*** Opening Material for this exercise ***
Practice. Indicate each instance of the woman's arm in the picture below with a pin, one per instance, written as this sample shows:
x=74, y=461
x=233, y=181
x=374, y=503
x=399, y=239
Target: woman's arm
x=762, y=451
*** Closing Material for this exercise ***
*** Opening Material for this exercise ***
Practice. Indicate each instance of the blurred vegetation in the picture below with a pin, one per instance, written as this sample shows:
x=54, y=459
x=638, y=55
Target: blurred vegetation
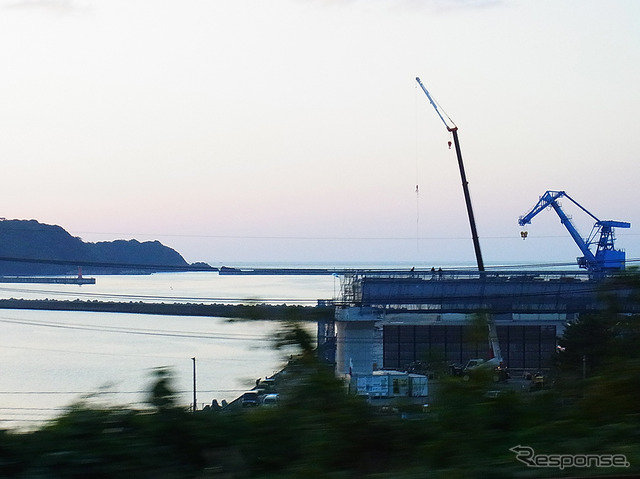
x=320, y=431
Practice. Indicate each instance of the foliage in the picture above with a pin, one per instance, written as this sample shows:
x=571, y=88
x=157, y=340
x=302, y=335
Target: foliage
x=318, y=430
*** Closing Material for this exercise ***
• _What is being asked_:
When the string "sample" appears in a line of the records above, that line is to be copied.

• _Solution below_:
Practice. Indicate each instance of the woman's arm in the picture below with a pin, one per instance, written as this sample shows:
Practice. Indicate each instance of the blurred vegetation in the picture below with a pin, one per instance, written as this sample shows:
Practice. Indicate each instance of the foliage in the picture above with a pin, one per instance, written as this sample shows:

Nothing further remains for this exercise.